SHORT TASK: Copy out the rows below verbatim, beginning at the line that contains "the woman's dark" and stopping after the line that contains "[(818, 178)]".
• • •
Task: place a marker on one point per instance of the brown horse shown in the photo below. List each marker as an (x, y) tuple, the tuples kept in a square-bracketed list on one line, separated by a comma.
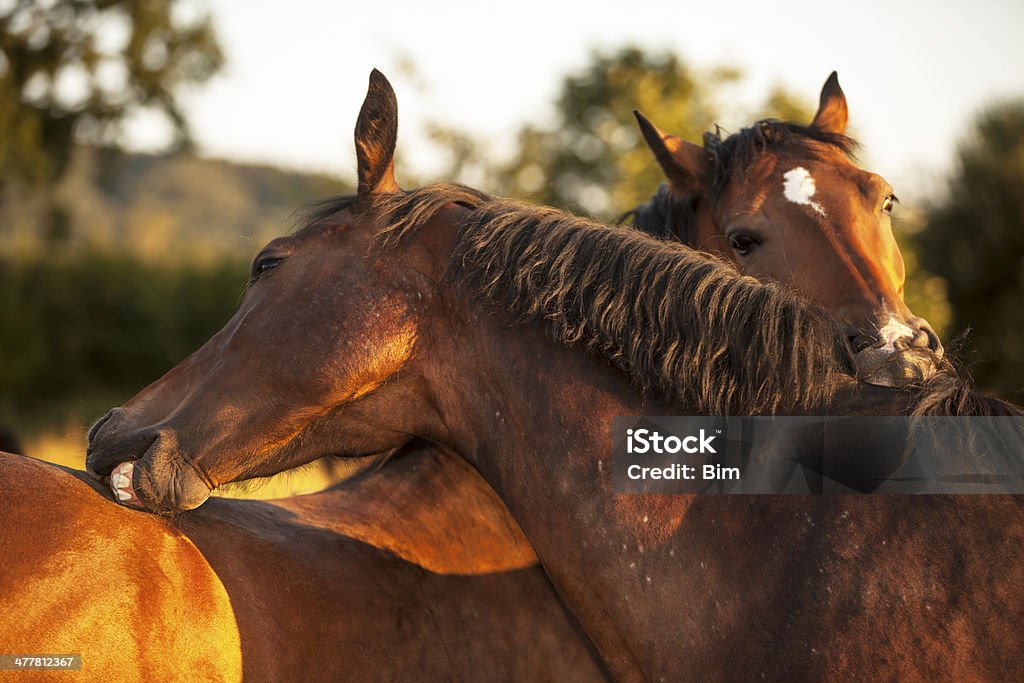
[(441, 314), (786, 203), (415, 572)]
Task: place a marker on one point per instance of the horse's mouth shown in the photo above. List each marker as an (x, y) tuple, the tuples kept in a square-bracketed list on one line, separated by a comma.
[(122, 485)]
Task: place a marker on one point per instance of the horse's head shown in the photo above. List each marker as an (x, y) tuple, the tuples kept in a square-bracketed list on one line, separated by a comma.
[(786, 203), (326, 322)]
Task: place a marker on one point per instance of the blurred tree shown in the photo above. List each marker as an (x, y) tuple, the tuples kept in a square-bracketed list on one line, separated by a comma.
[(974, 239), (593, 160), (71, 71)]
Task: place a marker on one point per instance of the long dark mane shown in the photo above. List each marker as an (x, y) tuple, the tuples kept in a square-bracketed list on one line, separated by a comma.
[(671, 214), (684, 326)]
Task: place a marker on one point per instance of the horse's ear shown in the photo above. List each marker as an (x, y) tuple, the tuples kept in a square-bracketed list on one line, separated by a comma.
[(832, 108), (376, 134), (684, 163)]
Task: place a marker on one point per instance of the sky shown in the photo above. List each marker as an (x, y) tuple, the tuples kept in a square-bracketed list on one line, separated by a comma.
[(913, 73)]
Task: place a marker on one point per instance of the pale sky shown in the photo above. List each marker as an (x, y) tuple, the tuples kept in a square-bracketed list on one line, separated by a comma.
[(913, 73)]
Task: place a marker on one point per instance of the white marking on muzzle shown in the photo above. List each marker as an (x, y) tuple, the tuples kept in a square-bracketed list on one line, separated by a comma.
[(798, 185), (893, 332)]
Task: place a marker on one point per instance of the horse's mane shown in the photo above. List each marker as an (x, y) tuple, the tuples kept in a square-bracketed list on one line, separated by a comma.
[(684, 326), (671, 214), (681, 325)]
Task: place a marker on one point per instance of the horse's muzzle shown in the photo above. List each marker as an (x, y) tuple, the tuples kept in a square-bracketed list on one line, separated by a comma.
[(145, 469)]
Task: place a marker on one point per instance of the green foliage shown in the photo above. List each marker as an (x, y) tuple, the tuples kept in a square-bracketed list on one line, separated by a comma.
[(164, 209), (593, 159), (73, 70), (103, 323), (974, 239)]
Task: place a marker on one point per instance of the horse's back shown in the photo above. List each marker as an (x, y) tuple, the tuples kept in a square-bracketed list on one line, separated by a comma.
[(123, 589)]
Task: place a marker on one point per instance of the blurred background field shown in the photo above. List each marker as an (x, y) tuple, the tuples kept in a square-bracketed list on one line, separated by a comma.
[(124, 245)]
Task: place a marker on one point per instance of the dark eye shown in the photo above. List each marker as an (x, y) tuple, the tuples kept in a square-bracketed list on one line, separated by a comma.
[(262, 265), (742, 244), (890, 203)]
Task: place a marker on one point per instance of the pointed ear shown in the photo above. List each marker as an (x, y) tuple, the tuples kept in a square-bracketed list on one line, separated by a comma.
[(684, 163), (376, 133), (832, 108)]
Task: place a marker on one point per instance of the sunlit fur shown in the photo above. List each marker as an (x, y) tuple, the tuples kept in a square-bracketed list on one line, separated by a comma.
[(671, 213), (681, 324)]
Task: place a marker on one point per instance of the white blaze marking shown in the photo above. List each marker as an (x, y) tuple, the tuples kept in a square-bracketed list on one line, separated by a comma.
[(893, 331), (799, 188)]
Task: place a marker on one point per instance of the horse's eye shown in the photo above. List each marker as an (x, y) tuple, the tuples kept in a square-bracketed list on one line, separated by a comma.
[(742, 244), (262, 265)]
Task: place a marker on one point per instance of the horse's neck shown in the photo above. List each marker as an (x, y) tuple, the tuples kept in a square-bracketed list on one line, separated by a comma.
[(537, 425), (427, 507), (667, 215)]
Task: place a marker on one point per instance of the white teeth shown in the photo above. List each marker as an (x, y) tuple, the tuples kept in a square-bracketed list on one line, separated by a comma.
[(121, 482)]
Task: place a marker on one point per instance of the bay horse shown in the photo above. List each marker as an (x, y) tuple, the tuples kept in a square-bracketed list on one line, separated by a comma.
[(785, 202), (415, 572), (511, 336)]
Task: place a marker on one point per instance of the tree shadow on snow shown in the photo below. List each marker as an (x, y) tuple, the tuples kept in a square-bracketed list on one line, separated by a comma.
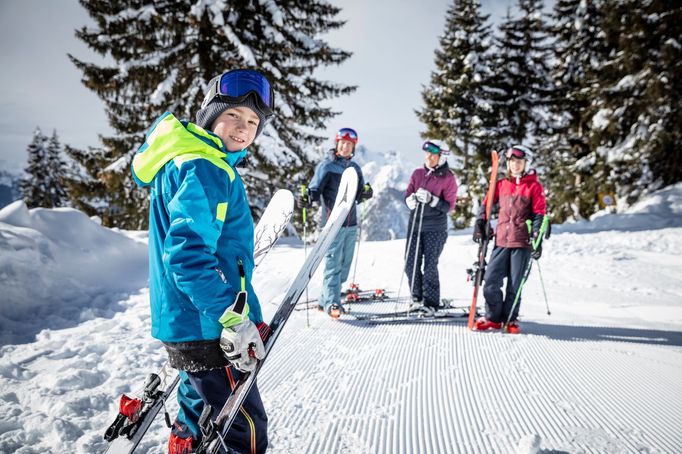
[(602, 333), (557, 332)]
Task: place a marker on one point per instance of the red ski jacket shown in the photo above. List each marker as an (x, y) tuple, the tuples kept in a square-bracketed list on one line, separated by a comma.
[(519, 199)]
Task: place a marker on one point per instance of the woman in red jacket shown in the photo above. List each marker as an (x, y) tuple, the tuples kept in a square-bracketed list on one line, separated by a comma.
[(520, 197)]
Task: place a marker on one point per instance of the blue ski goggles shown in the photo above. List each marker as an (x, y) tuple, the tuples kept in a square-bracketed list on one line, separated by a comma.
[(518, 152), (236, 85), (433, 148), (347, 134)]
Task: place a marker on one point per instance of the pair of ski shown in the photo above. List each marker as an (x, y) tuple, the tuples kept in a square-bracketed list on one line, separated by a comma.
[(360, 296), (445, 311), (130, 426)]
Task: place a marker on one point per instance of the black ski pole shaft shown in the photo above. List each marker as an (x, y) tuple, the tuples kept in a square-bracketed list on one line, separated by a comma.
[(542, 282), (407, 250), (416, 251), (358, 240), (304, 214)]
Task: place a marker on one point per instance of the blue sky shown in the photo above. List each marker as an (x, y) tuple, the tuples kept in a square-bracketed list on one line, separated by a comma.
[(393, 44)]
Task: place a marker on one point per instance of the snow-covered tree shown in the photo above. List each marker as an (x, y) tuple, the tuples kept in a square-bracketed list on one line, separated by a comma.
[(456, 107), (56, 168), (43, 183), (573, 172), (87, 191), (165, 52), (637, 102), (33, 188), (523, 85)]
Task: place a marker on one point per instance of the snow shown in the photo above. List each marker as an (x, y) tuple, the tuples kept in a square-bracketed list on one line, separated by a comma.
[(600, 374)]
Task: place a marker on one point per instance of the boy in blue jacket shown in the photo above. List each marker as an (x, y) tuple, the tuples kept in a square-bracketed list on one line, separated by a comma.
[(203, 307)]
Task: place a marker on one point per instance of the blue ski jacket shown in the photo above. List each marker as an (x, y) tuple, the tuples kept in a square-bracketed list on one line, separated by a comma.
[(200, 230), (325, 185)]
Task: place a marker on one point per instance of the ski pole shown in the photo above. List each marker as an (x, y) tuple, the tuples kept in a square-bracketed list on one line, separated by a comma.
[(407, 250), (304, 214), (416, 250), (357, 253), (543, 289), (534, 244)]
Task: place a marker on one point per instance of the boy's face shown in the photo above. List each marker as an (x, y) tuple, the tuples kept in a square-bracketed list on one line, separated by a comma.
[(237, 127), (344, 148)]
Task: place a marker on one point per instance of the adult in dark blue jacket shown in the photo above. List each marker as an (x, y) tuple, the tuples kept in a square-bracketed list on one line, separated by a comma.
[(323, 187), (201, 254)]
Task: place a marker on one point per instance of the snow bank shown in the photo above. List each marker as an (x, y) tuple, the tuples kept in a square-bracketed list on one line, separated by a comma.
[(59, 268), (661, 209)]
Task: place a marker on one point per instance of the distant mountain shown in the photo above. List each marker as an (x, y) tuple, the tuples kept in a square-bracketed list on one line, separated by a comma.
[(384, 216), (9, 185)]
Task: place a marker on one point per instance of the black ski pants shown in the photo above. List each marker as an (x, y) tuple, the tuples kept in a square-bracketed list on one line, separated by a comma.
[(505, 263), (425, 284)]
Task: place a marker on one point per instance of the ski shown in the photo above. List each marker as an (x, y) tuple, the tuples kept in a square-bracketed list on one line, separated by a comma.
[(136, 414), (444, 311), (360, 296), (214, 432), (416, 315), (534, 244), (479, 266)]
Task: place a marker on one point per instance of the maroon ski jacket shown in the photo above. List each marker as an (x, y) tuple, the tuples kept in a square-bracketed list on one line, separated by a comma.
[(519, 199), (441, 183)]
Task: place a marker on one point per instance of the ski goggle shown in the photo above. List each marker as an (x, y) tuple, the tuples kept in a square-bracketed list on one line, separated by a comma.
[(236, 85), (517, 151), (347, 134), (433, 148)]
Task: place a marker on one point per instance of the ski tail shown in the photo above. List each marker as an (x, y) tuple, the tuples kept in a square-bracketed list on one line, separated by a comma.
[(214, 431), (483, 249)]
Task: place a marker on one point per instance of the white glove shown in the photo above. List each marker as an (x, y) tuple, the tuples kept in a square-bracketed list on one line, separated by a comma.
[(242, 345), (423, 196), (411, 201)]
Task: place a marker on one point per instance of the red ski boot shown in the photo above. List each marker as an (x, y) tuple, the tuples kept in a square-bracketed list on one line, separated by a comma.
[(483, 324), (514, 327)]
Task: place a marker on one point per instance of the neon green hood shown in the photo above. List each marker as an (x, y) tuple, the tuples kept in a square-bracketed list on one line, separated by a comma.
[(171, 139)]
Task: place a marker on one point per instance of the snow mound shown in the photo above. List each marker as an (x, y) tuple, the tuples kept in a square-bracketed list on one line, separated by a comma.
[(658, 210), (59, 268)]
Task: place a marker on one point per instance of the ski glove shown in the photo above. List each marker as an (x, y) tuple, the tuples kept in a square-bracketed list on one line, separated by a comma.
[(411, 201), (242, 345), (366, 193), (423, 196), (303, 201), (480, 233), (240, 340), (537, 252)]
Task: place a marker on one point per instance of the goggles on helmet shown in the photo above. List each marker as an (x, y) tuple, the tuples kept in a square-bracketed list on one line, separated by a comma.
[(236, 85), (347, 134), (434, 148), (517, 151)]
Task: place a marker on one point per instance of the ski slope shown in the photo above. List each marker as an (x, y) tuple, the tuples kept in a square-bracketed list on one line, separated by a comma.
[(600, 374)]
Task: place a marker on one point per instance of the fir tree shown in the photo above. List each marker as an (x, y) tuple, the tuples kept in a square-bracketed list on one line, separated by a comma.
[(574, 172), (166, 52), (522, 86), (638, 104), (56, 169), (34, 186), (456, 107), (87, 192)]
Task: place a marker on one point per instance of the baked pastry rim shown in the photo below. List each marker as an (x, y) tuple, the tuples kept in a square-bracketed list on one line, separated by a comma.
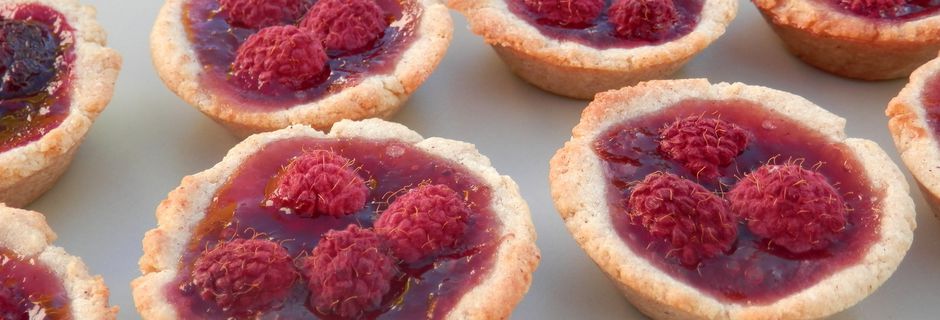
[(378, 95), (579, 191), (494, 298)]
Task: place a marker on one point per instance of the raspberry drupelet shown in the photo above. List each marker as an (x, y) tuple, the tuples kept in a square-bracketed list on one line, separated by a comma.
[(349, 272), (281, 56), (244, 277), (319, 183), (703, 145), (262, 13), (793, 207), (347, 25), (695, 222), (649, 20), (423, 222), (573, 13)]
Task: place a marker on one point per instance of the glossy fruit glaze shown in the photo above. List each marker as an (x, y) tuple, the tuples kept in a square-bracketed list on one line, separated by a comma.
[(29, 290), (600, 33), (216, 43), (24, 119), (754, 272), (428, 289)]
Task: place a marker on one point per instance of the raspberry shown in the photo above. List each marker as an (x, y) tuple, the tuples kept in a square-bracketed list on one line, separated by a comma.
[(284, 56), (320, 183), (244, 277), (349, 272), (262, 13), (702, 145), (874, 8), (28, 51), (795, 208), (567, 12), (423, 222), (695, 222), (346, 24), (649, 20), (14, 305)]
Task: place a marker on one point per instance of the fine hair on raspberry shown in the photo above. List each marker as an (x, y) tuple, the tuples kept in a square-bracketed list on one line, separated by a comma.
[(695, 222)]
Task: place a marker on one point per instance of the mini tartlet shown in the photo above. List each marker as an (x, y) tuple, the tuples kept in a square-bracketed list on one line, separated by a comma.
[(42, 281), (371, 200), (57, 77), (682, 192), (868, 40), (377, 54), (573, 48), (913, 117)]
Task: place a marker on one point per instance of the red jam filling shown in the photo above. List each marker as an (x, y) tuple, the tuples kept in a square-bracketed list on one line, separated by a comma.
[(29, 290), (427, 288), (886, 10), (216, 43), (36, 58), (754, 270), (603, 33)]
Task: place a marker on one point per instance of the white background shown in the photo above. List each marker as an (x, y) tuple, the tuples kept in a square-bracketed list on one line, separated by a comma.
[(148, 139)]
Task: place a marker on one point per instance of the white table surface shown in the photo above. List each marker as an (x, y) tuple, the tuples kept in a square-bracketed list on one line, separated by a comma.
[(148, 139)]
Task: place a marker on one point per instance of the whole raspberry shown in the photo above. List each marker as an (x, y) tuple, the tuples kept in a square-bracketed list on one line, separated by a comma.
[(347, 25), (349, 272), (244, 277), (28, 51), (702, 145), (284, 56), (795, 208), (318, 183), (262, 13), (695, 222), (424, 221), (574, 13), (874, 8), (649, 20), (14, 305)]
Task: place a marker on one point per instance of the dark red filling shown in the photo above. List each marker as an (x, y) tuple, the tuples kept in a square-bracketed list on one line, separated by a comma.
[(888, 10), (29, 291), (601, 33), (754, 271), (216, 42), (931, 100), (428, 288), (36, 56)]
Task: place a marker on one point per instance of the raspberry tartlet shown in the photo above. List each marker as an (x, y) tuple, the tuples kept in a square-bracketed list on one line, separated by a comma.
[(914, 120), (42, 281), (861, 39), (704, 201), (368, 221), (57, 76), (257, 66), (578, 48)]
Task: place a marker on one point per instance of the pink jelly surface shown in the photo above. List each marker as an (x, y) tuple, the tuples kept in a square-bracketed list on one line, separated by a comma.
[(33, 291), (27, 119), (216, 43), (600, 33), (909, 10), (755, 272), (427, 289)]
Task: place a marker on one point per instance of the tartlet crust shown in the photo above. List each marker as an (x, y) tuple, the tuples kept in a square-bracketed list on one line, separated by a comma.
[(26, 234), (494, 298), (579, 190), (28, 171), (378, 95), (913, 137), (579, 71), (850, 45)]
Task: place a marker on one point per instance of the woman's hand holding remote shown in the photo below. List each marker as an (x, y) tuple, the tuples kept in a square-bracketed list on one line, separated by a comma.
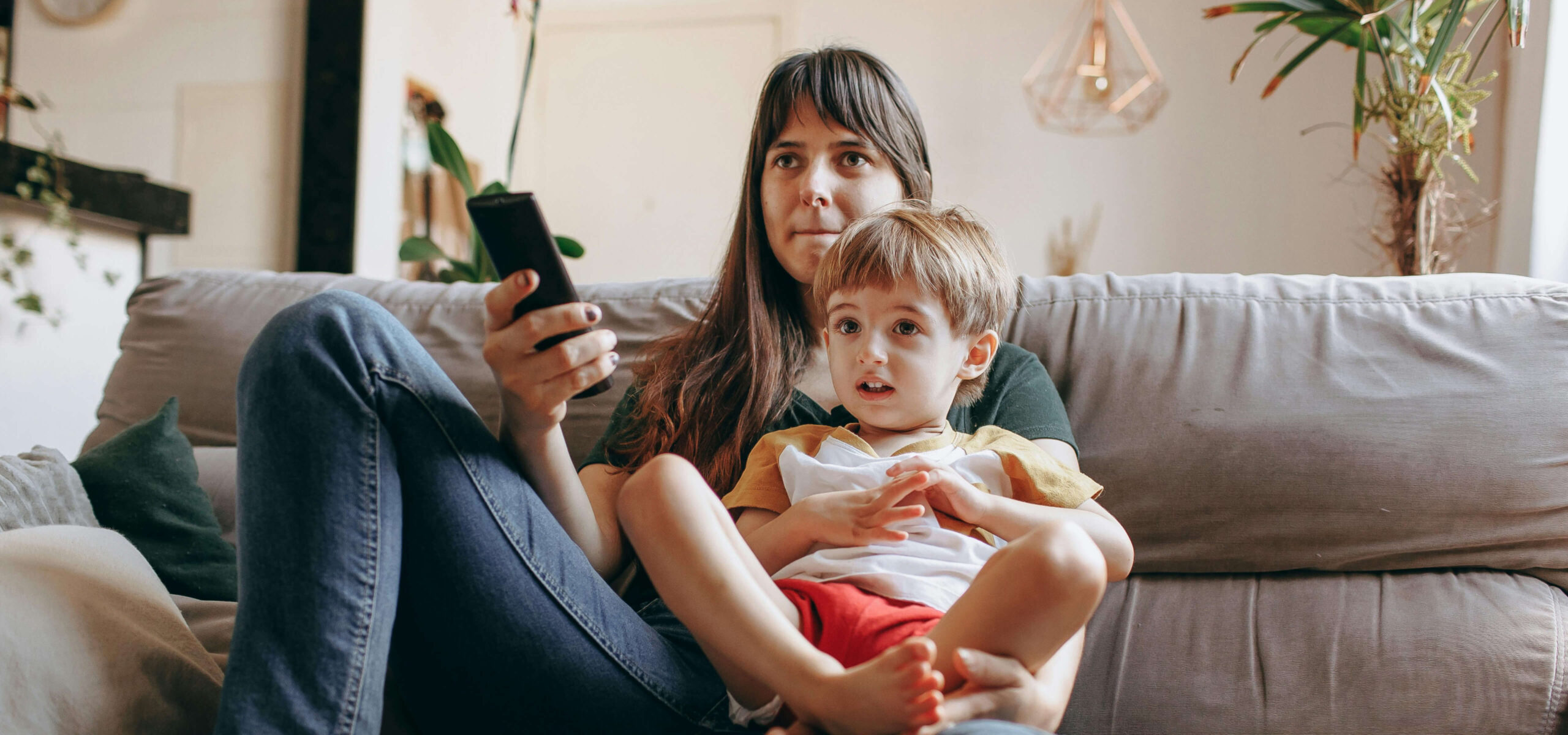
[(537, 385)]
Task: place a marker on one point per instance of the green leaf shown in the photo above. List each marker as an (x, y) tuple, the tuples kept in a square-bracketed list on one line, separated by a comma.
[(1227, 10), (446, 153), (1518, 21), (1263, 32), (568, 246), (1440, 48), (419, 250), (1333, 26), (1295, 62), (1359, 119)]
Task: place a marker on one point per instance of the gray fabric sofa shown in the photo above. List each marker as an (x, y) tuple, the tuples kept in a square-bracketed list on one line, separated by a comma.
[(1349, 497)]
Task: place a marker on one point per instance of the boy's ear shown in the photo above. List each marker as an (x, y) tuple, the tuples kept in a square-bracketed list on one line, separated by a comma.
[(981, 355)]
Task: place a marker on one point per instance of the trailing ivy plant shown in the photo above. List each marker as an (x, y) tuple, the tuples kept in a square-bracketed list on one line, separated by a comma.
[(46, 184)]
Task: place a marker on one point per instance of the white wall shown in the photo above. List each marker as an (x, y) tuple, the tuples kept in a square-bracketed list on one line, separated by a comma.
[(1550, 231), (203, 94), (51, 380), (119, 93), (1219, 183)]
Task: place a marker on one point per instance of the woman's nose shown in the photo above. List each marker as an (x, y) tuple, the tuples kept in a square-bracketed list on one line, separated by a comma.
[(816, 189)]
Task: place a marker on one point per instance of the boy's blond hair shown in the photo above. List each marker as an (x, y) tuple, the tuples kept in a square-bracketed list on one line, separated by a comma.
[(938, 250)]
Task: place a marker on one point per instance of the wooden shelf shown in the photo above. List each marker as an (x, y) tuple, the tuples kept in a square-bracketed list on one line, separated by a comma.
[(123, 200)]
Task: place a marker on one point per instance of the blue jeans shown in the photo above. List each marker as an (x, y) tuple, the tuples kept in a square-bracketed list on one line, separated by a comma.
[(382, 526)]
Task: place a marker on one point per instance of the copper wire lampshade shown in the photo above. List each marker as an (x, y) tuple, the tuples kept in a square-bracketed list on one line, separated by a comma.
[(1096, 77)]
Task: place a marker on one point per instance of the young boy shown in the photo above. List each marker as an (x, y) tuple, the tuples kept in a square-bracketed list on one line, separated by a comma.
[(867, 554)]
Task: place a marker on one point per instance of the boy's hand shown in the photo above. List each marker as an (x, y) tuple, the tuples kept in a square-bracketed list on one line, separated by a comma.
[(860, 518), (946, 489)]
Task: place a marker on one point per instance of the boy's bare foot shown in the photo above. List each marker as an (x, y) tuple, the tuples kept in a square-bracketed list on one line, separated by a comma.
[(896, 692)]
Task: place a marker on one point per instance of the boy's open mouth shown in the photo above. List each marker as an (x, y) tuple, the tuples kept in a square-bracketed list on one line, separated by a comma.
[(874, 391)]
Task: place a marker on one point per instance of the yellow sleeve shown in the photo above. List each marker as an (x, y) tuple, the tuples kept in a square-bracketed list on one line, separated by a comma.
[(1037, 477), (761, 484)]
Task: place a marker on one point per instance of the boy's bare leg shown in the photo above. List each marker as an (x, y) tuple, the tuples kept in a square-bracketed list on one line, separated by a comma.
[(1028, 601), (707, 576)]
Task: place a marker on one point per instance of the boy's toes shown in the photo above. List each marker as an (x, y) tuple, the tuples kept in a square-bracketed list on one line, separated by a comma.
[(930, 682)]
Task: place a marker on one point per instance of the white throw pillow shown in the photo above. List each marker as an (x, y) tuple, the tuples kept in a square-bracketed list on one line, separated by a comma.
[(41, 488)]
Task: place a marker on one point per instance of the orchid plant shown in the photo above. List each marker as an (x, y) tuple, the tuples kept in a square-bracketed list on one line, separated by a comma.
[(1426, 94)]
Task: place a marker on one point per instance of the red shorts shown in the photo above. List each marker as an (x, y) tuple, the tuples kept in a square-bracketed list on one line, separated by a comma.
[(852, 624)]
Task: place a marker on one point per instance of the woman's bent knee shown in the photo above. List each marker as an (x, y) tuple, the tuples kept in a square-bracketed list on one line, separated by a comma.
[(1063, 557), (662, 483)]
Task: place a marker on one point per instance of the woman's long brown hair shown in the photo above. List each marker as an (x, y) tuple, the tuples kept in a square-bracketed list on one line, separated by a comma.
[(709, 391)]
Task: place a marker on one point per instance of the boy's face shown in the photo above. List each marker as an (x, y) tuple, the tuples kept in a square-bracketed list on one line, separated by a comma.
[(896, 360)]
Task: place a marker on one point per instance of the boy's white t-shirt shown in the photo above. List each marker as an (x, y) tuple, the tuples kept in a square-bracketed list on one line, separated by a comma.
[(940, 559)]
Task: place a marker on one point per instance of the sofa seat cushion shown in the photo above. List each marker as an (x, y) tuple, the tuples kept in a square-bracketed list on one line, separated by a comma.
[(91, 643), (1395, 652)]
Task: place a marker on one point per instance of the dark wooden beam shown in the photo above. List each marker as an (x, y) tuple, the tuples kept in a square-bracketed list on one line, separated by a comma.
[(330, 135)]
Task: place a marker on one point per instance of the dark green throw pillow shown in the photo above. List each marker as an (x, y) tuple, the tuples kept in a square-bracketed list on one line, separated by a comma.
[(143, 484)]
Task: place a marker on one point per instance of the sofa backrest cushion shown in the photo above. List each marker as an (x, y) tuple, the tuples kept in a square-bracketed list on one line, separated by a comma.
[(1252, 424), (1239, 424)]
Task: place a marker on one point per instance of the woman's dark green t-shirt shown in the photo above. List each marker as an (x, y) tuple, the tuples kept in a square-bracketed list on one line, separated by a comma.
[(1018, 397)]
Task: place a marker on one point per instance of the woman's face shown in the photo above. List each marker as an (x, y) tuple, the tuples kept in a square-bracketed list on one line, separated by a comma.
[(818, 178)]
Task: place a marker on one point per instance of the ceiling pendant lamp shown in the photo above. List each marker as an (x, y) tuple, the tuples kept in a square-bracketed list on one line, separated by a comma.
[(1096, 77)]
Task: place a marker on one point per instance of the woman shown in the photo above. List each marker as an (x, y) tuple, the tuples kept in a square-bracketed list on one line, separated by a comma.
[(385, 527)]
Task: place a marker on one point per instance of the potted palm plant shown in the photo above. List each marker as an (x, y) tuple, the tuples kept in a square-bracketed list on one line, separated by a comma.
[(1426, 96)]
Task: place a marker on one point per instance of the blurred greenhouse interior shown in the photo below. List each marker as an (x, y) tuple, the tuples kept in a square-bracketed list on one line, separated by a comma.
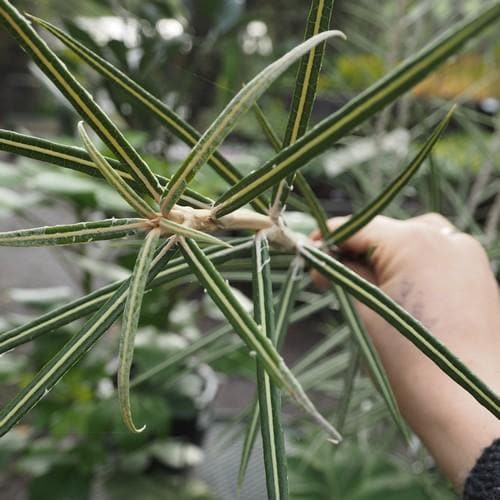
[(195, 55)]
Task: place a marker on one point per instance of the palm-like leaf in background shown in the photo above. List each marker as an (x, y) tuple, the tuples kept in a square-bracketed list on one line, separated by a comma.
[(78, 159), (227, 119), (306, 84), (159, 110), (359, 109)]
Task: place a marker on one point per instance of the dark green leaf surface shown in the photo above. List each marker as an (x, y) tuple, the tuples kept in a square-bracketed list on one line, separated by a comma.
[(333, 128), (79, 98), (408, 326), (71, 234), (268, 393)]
• • •
ANSWER TO THIS PROBLEM:
Task: place a marker on one point per instance of the woman's dark green t-shirt shown in the photo above. List each marker as an (x, y) tuple, the tuples kept in a square-bracketed list on one line, separated by a comma.
[(1018, 397)]
Task: place a marker on one point per instance of the woman's face shown in the photo above. List each marker as an (x, y) tuple, the tuples kept in a square-bracketed list on one line, separated by a comma.
[(818, 178)]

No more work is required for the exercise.